▶ _Exercise objective_: Needed from the data below: every line from the one with "Query: race car" up to and including the one with "column 116, row 47", repeated exactly and with nothing else.

------ Data for this task ------

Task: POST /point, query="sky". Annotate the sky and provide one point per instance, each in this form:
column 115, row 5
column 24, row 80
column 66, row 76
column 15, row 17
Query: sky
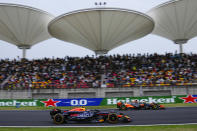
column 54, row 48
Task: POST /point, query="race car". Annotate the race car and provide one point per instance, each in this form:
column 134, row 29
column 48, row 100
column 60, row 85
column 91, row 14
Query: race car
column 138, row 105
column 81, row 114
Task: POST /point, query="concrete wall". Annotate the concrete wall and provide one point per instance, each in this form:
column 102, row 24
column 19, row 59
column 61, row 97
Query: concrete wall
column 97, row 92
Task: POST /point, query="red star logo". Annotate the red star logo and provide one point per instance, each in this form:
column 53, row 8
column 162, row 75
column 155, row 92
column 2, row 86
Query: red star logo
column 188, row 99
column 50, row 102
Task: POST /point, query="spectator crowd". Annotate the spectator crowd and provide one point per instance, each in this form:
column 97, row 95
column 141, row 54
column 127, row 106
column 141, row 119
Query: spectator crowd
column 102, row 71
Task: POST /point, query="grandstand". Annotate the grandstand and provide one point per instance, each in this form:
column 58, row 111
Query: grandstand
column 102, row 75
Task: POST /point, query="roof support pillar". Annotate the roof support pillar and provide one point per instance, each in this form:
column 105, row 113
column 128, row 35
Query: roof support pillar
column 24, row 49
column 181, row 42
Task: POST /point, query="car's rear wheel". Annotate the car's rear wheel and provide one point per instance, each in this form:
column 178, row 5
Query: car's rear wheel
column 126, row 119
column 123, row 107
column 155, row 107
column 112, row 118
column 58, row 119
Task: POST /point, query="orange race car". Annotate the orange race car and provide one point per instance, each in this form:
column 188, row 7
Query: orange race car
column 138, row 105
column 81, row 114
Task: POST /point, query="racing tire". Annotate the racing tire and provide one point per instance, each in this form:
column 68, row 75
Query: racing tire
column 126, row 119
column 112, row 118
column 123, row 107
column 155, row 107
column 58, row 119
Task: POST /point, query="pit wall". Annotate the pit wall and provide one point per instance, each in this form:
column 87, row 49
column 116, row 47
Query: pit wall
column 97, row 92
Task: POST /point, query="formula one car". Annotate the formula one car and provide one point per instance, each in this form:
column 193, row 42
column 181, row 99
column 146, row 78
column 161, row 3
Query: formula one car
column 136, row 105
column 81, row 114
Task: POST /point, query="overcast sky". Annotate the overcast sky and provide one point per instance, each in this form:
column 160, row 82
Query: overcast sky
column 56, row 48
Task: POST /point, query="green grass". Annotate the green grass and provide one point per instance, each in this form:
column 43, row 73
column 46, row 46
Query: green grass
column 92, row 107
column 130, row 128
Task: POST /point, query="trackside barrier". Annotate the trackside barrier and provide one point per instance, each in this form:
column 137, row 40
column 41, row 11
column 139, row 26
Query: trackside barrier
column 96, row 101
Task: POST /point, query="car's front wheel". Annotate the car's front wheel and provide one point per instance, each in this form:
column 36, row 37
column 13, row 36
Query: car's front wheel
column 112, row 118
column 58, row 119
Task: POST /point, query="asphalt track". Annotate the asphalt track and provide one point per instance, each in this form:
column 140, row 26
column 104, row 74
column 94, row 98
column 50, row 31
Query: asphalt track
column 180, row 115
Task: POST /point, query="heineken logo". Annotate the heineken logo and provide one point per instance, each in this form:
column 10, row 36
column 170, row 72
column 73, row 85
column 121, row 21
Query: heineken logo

------
------ Data for this task ------

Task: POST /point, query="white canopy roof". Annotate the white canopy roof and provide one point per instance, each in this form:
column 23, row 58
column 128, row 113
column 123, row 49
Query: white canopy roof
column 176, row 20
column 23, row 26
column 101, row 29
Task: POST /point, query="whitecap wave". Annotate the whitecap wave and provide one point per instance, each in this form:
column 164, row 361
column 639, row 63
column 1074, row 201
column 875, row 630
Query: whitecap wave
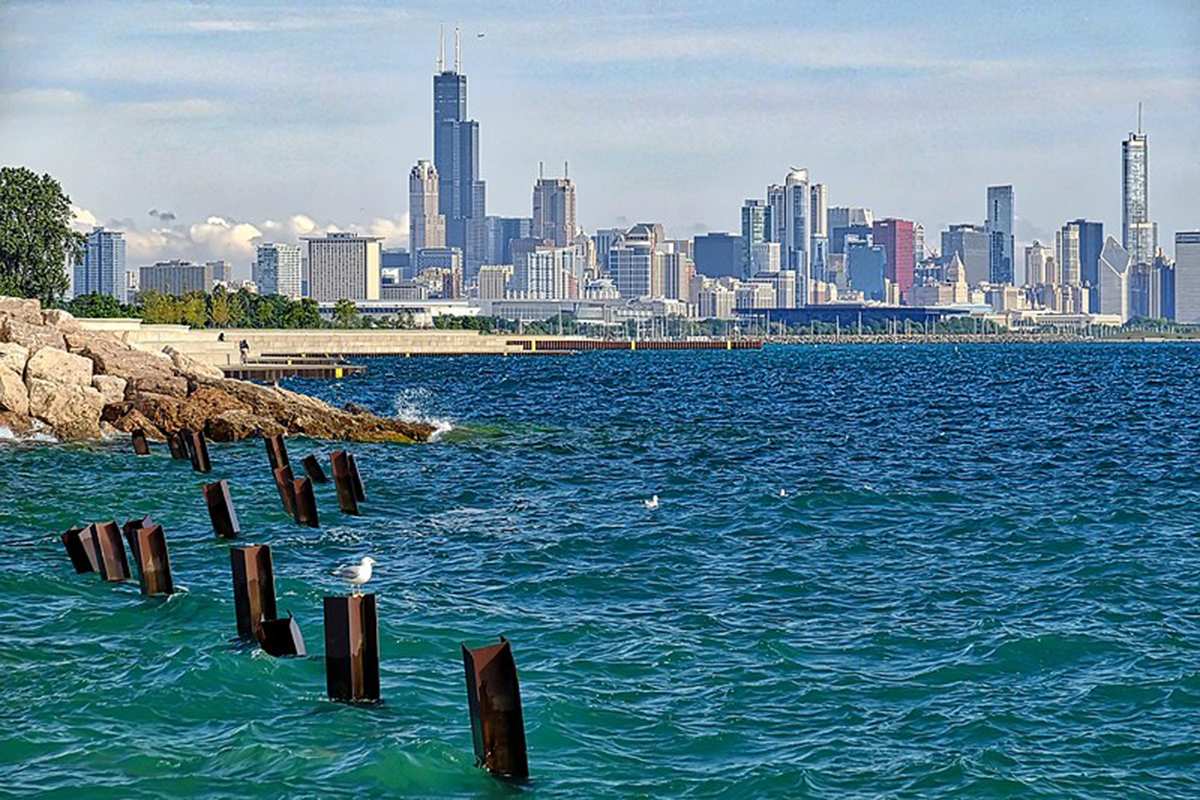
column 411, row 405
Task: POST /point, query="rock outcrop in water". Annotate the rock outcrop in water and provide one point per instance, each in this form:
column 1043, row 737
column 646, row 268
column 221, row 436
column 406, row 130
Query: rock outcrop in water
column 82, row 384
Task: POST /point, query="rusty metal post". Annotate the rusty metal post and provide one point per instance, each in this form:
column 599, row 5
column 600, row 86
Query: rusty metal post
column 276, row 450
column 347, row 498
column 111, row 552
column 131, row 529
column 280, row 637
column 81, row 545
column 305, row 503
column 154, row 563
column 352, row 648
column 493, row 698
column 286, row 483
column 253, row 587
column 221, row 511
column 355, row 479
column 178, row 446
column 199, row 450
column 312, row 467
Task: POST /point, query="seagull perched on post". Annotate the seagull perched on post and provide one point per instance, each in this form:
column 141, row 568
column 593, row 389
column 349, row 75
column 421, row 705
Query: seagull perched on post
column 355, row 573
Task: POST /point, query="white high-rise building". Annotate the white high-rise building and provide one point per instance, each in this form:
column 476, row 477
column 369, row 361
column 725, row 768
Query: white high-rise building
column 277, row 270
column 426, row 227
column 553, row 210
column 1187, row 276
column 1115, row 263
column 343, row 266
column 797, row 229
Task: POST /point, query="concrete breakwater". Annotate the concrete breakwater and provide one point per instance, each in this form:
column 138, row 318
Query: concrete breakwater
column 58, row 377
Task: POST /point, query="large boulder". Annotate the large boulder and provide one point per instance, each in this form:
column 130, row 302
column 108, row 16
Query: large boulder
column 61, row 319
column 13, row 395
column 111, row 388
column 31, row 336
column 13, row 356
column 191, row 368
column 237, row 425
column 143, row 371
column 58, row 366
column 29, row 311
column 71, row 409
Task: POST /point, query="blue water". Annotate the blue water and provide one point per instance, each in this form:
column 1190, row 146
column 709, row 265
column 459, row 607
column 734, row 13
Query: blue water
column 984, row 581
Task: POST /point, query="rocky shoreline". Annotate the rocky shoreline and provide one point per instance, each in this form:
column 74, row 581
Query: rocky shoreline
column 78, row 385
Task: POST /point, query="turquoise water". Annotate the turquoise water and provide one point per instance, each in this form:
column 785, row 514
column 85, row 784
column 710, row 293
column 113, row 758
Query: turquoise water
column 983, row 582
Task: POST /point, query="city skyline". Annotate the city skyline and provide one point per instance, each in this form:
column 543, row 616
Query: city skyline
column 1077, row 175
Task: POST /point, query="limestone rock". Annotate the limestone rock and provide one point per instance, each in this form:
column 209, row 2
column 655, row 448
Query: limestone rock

------

▶ _Completed task_:
Query: race car
column 138, row 105
column 81, row 114
Task: POST /point, query="concrete wall". Annotate the concrete wall and provide one point per instance, each in this form:
column 102, row 24
column 19, row 59
column 61, row 97
Query: concrete wall
column 97, row 92
Task: POST /point, query="red star logo". Annotate the red star logo and provide one point per instance, each in this form:
column 53, row 8
column 162, row 75
column 155, row 92
column 2, row 86
Query: red star logo
column 188, row 99
column 50, row 102
Task: POST /point, query="spectator crowd". Annotate the spectator crowd and provide one point per instance, each in this form:
column 97, row 95
column 141, row 54
column 127, row 106
column 141, row 119
Query: spectator crowd
column 102, row 71
Task: POST /point, query="grandstand". Annotate the grandstand and provide one point per instance, each in this form:
column 58, row 111
Query: grandstand
column 102, row 75
Task: POST /point, query="roof support pillar". Annotate the roof support pillar and provide one point per instance, each in this form:
column 105, row 113
column 128, row 35
Query: roof support pillar
column 24, row 49
column 181, row 42
Task: POST /point, query="car's rear wheel". Annotate the car's rear wheel and provide one point per instance, each in this form:
column 178, row 5
Query: car's rear wheel
column 126, row 119
column 123, row 107
column 155, row 107
column 112, row 118
column 58, row 119
Task: POST /point, query="orange race car". Annotate the orange race car and provide one point per instance, each in this form:
column 188, row 7
Query: orange race car
column 138, row 105
column 81, row 114
Task: POST /point, query="racing tire". Annotate the racing tire and provide one point per instance, each in this form:
column 68, row 75
Query: racing tire
column 126, row 119
column 112, row 118
column 123, row 107
column 155, row 107
column 58, row 119
Task: POST /point, query="pit wall". Annotate the pit wall and provide one point per instance, each in this form:
column 87, row 49
column 116, row 47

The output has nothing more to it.